### [YOUR OBJECTIVE]
Of the entries below, restate word for word only the section that runs from the line with "Target: passport cover" to the line with "Where can you see the smiling", counting both ends.

═════ SOURCE MATERIAL

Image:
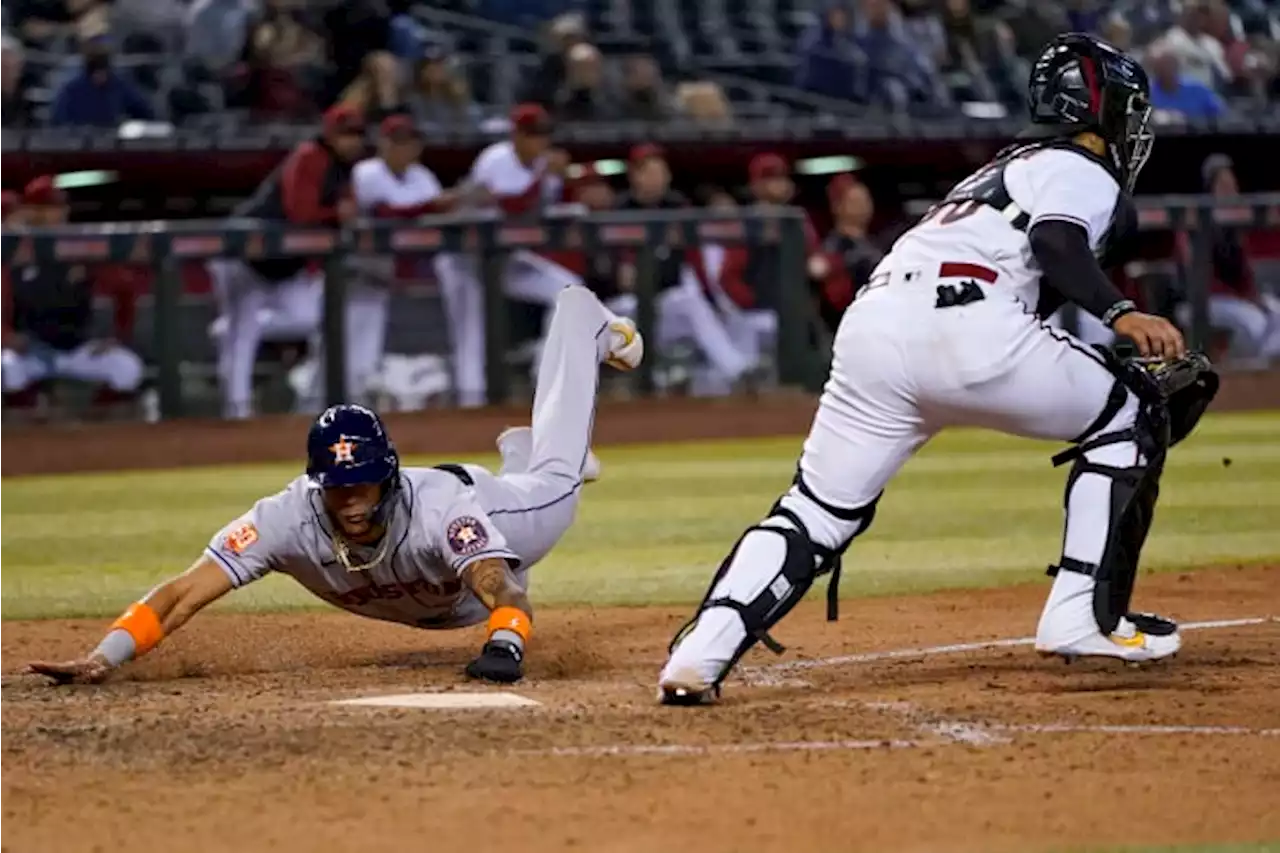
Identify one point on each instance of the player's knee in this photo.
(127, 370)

══════════
═════ SOURCE MATERIAL

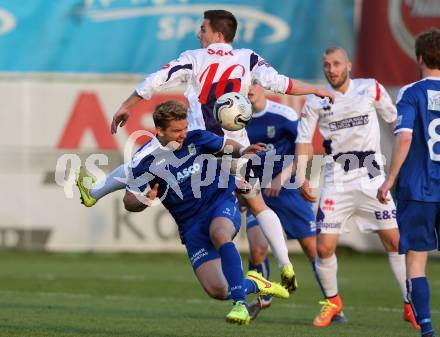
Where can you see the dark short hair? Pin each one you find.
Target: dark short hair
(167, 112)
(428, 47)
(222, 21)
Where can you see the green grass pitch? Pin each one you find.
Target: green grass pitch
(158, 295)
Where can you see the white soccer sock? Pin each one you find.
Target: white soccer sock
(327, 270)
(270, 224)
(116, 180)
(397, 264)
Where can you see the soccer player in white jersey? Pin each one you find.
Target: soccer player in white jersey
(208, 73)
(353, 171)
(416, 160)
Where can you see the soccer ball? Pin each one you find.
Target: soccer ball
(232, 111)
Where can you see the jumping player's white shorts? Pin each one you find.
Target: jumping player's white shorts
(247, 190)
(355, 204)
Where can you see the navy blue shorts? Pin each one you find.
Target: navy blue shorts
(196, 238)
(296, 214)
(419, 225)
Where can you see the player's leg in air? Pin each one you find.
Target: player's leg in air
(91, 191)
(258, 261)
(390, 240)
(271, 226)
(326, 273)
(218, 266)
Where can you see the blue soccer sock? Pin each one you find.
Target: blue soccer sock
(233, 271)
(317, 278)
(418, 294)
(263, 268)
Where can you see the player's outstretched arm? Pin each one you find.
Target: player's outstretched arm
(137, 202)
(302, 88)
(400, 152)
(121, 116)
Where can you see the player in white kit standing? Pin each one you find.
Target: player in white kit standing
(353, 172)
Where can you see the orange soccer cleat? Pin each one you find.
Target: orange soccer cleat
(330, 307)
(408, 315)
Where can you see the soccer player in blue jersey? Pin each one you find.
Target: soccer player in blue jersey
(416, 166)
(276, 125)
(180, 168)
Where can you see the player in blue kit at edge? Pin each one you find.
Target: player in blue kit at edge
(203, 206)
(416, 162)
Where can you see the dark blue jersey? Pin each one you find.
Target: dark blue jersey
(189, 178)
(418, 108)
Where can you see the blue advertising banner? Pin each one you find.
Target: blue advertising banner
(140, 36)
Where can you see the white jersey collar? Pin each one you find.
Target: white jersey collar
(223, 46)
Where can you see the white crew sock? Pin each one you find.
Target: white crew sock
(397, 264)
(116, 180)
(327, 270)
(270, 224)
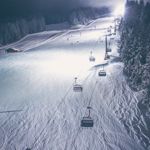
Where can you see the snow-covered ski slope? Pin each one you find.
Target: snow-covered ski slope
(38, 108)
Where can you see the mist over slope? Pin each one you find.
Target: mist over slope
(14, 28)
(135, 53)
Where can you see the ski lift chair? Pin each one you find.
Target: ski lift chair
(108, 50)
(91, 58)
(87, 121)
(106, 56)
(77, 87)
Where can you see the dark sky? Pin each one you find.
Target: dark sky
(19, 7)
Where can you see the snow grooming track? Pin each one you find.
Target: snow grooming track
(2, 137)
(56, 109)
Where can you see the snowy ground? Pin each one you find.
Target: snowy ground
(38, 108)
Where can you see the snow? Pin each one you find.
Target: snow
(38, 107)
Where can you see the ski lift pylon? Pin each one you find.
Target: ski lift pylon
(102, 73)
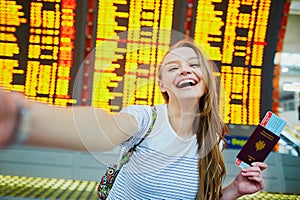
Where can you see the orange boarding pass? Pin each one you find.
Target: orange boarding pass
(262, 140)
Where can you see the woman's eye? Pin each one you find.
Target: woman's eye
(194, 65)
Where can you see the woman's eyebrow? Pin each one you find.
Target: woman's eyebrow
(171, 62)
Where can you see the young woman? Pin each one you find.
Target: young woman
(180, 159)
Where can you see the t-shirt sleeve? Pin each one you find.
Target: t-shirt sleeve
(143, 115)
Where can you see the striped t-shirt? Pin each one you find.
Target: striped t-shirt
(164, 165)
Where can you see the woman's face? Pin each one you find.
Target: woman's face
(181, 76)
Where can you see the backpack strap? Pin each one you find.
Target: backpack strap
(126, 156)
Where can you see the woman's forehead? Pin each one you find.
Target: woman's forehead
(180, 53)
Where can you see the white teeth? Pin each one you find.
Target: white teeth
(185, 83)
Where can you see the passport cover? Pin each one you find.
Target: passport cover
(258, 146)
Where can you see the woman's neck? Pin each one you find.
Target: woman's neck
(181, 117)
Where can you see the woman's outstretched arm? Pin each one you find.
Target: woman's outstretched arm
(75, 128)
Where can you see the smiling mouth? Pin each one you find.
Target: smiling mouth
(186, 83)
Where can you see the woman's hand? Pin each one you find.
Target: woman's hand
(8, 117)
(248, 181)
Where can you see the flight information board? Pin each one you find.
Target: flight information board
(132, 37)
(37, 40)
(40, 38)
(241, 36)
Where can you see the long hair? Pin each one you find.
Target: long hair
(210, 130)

══════════

### [ANSWER TO THE PROBLEM]
Target: passport cover
(258, 146)
Where can you see the woman's neck? Pin each one you find.
Target: woman's neck
(181, 117)
Where can you see the woman's outstretched arm? Pin each one you find.
Target: woman's outstretched arm
(75, 128)
Where can you see the smiling mouth? Pin each one you find.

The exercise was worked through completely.